* Begin *
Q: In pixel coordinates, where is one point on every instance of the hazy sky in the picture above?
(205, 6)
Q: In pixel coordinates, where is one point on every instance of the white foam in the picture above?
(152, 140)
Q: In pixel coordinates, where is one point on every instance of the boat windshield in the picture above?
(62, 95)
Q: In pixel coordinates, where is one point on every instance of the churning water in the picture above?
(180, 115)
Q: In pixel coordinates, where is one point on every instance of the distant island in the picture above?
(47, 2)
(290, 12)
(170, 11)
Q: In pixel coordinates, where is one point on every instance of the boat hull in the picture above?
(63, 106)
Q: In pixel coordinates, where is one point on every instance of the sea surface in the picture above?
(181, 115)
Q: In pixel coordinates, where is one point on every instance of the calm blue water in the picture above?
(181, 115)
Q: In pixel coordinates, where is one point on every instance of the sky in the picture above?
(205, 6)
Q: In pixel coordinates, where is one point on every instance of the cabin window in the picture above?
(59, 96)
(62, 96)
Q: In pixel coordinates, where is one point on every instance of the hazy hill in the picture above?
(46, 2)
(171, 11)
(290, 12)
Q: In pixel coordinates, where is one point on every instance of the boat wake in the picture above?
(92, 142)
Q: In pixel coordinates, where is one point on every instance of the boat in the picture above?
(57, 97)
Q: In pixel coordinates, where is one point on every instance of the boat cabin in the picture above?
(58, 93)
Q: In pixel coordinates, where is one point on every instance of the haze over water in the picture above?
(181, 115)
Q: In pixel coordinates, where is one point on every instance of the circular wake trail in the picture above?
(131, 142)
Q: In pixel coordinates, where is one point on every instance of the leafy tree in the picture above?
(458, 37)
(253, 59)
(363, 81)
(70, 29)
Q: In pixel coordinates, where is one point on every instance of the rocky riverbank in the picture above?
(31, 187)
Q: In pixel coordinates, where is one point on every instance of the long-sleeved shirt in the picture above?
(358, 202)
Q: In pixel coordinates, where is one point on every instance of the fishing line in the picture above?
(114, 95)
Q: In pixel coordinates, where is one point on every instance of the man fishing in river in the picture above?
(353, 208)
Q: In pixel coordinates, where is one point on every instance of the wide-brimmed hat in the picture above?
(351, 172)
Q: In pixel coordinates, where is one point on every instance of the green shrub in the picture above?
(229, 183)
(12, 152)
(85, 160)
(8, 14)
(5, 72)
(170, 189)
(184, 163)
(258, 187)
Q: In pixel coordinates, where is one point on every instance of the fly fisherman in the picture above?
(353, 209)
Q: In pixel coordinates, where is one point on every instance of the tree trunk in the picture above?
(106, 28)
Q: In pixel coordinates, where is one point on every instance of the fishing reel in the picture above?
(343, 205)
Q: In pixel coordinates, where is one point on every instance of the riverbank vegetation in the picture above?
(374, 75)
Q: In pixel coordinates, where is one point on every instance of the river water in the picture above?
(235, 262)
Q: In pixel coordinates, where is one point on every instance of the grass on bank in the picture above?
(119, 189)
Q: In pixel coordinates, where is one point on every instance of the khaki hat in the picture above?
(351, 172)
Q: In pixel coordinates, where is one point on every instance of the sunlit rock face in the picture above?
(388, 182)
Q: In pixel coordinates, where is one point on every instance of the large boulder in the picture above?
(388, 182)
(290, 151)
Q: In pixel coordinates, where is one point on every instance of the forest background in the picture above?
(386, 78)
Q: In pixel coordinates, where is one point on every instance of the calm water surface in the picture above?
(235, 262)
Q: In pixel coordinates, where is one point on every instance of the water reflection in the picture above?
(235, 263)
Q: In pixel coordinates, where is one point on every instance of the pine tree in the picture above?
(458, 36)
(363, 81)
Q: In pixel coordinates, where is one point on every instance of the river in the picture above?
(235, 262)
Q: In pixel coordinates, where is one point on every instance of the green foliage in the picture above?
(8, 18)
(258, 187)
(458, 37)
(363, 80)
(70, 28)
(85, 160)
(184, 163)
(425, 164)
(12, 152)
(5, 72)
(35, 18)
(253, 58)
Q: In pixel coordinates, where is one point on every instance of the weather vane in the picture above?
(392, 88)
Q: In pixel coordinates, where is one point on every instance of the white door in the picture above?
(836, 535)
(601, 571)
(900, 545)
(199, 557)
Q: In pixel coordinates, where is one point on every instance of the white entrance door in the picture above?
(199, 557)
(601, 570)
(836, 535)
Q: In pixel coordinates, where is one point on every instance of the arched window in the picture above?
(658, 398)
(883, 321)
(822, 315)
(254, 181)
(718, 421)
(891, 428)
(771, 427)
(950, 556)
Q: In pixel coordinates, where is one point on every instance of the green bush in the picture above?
* End *
• _Work to be completed_
Locate the line with "vane in the picture above?" in the entries above; extract it and every line after it, verbatim.

• _Result_
Q: In pixel coordinates, where is one point on every instance of the weather vane in the picture above?
(392, 88)
Q: In pixel coordinates, where is one point on every instance of the white door in the picture above?
(836, 535)
(601, 571)
(900, 545)
(199, 557)
Q: In pixel coordinates, where is one point on every instance of the white entrance door in the picture above?
(199, 557)
(601, 570)
(836, 535)
Q: In pixel coordinates, where is one point on every instance of the arched window in the picture above?
(658, 398)
(883, 321)
(822, 315)
(254, 181)
(718, 421)
(891, 428)
(771, 427)
(950, 556)
Q: In pixel coordinates, where is one point on every instance of the green bush in the picture above?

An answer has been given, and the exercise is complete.